» **EXERCISE INSTRUCTIONS**
Can you duplicate every line of the material below without any changes?

### DATA FOR THIS EXERCISE ###

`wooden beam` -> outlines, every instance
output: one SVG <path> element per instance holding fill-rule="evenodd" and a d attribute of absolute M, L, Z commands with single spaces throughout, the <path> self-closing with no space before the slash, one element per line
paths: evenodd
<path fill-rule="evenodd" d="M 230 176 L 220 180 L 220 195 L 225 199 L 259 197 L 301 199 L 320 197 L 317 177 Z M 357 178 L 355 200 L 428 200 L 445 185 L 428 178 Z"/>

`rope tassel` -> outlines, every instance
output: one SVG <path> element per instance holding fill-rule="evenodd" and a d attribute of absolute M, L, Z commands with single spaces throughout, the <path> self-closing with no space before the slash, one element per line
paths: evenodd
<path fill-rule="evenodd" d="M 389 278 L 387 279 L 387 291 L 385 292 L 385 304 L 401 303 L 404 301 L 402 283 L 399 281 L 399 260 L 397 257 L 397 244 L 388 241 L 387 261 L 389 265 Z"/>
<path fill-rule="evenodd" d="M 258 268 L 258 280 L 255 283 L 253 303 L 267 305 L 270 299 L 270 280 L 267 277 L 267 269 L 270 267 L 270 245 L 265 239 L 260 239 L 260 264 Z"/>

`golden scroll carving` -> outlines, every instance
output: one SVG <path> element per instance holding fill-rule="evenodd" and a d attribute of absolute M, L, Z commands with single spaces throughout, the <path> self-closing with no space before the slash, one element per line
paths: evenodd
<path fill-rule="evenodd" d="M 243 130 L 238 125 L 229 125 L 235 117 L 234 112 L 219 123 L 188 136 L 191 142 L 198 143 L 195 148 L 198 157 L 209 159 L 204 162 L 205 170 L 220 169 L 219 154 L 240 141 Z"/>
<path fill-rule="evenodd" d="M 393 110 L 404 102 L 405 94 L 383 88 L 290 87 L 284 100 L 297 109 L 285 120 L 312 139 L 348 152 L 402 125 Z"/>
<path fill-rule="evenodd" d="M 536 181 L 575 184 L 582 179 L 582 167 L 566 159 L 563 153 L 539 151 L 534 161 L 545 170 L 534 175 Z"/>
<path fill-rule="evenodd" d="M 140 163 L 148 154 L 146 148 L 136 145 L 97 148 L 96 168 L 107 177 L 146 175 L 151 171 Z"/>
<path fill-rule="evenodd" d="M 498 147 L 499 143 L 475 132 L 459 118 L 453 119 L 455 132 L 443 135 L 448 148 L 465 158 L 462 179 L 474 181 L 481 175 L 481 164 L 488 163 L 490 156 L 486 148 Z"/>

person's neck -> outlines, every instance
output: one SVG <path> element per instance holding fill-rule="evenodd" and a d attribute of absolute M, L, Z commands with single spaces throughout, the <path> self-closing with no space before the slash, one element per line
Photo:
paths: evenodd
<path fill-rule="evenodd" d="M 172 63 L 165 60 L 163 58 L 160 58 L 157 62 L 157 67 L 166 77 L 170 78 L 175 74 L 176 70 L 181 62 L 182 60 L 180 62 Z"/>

###

» **EXERCISE OUTPUT**
`wooden beam` -> outlines, every instance
output: one SVG <path> element per instance holding fill-rule="evenodd" and a d attribute of absolute M, L, Z commands with single spaces throughout, the <path> self-closing with no space before the slash, one element per line
paths: evenodd
<path fill-rule="evenodd" d="M 230 176 L 220 180 L 220 195 L 225 199 L 259 197 L 301 199 L 320 197 L 317 177 Z M 357 178 L 355 200 L 428 200 L 445 185 L 428 178 Z"/>

`rope tassel` -> outlines, every instance
output: one SVG <path> element per instance holding fill-rule="evenodd" and a d attribute of absolute M, L, Z commands with single spaces throughout, the <path> self-closing with no space before the slash, one element per line
paths: evenodd
<path fill-rule="evenodd" d="M 389 278 L 387 279 L 387 291 L 385 292 L 385 304 L 401 303 L 404 301 L 402 283 L 399 281 L 399 260 L 397 257 L 397 244 L 388 241 L 387 261 L 389 265 Z"/>
<path fill-rule="evenodd" d="M 258 268 L 258 280 L 255 283 L 253 303 L 267 305 L 270 299 L 270 280 L 267 277 L 267 269 L 270 267 L 270 245 L 265 239 L 260 239 L 260 264 Z"/>

`golden scroll carving` -> outlines, every instance
output: one SVG <path> element per instance holding fill-rule="evenodd" and a d attribute of absolute M, L, Z commands with single spaces throughout, the <path> self-closing with no space before the slash, one element per line
paths: evenodd
<path fill-rule="evenodd" d="M 243 130 L 238 125 L 229 125 L 235 117 L 234 112 L 219 123 L 188 136 L 191 142 L 198 143 L 195 148 L 198 157 L 209 159 L 204 162 L 205 170 L 220 169 L 219 154 L 240 141 Z"/>
<path fill-rule="evenodd" d="M 393 110 L 404 102 L 405 94 L 383 88 L 290 87 L 284 100 L 297 109 L 285 120 L 312 139 L 348 152 L 402 125 Z"/>
<path fill-rule="evenodd" d="M 536 181 L 575 184 L 582 179 L 582 167 L 566 159 L 563 153 L 539 151 L 534 161 L 545 170 L 534 175 Z"/>
<path fill-rule="evenodd" d="M 140 163 L 148 154 L 146 148 L 136 145 L 97 148 L 96 168 L 107 177 L 146 175 L 151 171 Z"/>
<path fill-rule="evenodd" d="M 498 147 L 499 143 L 475 132 L 459 118 L 453 119 L 455 132 L 443 135 L 448 148 L 465 158 L 462 179 L 474 181 L 481 175 L 481 164 L 488 163 L 490 156 L 486 148 Z"/>

person's neck -> outlines, every instance
output: one SVG <path> element per instance holding fill-rule="evenodd" and a d attribute of absolute M, L, Z commands with single spaces throughout, the <path> self-closing with no space before the slash, one element per line
Photo:
paths: evenodd
<path fill-rule="evenodd" d="M 172 63 L 165 60 L 163 58 L 160 58 L 157 62 L 157 67 L 166 77 L 170 78 L 175 74 L 176 70 L 181 62 L 182 60 L 180 62 Z"/>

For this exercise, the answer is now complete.